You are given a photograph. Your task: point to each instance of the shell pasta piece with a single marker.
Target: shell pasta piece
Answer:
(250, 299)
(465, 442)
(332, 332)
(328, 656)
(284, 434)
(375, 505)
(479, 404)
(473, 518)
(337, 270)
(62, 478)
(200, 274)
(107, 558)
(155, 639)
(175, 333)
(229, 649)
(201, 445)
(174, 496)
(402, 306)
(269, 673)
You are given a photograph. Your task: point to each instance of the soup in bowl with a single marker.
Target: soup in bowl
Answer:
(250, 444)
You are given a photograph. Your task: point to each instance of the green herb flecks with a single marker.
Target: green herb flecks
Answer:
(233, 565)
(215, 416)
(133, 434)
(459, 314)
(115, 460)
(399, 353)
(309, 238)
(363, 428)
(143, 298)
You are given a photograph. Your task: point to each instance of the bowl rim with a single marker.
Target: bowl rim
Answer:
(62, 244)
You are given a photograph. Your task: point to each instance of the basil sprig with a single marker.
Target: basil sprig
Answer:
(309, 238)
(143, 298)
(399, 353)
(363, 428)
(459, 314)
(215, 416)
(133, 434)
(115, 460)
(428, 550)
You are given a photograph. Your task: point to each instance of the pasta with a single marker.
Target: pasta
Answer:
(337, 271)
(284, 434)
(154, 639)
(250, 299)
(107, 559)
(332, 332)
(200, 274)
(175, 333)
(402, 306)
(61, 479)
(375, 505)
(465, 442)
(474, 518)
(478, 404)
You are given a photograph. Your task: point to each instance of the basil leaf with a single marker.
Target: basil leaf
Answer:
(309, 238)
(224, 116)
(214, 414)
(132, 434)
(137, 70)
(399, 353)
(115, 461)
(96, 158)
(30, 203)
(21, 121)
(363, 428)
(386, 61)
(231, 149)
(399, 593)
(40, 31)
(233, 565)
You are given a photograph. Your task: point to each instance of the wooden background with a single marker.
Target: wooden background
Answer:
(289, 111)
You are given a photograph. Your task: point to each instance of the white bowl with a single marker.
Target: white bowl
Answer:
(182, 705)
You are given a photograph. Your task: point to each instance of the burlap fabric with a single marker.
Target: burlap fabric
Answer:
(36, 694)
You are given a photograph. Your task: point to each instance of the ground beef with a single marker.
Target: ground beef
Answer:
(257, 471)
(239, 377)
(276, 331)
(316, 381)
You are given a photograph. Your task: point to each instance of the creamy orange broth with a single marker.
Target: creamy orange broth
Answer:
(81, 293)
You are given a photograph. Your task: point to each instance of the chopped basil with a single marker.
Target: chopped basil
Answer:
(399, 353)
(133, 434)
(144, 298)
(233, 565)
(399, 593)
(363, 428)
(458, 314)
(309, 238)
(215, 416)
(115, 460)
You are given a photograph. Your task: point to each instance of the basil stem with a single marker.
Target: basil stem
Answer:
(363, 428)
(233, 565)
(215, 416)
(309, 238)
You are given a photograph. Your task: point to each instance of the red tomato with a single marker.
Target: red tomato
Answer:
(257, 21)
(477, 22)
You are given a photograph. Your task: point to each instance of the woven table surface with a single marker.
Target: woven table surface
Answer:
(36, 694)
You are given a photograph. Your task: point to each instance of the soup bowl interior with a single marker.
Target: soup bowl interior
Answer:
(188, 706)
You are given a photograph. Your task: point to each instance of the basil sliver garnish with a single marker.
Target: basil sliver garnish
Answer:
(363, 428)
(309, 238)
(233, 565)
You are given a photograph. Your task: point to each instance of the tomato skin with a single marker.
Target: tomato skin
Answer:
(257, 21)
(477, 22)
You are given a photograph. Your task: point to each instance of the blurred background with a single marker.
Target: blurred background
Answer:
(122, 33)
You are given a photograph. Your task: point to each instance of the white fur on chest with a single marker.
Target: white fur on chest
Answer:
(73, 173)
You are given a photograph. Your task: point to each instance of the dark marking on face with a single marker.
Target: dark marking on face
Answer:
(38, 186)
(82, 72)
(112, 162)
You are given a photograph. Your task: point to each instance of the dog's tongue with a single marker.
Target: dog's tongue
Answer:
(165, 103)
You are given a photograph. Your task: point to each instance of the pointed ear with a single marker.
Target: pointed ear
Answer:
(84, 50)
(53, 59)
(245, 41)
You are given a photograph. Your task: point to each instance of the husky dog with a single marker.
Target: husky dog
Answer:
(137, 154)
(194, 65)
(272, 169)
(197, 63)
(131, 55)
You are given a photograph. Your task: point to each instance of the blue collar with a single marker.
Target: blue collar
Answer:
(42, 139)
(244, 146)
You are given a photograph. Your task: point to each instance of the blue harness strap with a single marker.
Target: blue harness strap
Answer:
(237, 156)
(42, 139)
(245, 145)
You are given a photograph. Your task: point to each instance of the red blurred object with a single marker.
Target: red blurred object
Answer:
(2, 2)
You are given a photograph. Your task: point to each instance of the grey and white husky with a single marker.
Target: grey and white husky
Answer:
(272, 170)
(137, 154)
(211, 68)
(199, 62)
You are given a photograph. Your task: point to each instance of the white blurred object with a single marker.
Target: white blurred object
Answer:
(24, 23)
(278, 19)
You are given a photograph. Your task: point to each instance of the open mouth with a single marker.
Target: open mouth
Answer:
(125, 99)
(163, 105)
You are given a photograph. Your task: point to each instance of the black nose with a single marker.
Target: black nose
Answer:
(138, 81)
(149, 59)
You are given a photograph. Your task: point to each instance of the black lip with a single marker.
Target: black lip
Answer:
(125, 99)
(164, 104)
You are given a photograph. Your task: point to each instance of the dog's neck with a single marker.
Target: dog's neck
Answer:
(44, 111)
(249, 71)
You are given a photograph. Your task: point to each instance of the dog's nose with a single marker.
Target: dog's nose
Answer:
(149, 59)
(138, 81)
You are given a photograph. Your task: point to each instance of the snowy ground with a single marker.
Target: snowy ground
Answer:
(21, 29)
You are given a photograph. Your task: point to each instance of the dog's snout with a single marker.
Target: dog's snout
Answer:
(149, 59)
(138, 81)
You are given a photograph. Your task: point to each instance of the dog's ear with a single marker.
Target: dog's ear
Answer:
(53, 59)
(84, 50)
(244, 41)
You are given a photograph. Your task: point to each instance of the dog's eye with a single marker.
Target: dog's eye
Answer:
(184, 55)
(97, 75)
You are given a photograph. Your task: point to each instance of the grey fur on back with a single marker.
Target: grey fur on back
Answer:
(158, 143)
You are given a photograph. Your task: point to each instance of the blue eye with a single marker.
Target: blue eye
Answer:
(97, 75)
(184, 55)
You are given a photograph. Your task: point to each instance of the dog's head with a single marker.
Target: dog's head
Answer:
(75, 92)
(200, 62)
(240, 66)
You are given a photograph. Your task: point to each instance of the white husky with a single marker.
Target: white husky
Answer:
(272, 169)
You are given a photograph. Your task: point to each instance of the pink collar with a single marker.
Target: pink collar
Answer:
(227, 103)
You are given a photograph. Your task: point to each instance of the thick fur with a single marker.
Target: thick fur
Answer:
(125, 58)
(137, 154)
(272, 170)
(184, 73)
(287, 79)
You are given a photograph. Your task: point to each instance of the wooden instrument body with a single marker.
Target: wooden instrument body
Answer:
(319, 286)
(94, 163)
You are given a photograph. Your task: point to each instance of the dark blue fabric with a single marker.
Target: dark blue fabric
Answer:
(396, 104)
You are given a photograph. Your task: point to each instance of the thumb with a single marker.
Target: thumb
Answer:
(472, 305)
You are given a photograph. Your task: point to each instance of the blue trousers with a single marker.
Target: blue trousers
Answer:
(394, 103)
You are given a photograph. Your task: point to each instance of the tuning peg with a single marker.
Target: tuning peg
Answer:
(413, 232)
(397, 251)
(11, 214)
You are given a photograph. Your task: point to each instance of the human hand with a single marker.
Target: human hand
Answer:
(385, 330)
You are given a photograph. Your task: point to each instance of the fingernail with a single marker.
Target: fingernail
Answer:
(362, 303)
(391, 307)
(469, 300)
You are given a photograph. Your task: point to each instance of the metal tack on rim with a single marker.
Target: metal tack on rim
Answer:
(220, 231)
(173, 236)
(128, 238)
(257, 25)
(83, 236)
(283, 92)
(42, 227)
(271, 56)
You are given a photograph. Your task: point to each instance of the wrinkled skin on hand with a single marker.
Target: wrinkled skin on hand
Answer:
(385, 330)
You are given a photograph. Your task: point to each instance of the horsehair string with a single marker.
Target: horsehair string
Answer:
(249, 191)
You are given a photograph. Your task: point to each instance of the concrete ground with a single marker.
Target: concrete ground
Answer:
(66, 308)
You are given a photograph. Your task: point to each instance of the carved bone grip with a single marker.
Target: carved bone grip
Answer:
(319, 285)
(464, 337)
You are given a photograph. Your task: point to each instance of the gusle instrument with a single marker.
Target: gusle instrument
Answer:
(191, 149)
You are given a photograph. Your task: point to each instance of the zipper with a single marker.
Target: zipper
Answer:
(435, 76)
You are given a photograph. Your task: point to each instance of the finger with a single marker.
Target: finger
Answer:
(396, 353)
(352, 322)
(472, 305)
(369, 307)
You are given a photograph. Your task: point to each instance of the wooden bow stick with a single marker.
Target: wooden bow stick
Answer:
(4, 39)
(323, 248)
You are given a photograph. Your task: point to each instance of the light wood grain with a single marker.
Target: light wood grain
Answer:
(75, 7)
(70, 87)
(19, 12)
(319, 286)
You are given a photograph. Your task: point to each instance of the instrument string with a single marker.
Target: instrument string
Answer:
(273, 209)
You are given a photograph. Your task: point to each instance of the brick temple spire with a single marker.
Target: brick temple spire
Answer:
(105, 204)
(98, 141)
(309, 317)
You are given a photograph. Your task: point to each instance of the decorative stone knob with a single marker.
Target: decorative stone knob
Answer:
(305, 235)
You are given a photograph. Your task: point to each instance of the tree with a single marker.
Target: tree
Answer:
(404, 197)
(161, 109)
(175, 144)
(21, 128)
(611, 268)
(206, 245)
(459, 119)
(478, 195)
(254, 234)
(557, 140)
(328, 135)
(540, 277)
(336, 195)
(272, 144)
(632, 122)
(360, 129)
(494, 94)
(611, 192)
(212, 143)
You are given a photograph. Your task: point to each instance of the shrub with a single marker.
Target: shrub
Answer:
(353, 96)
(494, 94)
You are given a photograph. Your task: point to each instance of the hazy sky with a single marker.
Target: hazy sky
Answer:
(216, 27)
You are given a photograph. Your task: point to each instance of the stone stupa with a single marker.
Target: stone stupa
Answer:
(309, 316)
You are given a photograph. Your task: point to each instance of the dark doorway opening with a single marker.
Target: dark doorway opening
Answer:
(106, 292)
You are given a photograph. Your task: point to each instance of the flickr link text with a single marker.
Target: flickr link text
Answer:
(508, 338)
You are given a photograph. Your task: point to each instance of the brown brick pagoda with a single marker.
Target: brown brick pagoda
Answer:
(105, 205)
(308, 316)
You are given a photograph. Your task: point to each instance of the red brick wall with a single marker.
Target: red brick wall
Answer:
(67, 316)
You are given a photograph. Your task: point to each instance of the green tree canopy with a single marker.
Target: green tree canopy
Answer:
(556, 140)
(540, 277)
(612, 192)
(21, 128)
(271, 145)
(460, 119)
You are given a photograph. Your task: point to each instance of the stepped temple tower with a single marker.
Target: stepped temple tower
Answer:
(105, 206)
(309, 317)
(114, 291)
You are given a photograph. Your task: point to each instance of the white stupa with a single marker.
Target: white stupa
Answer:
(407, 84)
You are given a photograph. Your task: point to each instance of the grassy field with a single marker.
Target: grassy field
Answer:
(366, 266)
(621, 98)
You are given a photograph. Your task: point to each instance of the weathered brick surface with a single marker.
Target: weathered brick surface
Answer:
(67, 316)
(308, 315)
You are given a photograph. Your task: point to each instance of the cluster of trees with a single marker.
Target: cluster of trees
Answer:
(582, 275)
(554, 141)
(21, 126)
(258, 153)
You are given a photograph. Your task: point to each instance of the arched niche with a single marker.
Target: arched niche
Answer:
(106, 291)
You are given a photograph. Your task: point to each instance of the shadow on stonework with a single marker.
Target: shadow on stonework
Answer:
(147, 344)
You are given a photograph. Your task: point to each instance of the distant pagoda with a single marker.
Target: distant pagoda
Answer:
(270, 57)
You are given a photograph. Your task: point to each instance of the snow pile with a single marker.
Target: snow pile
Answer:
####################
In the listing above, how many lines contain the string "tongue"? State the number and stop.

2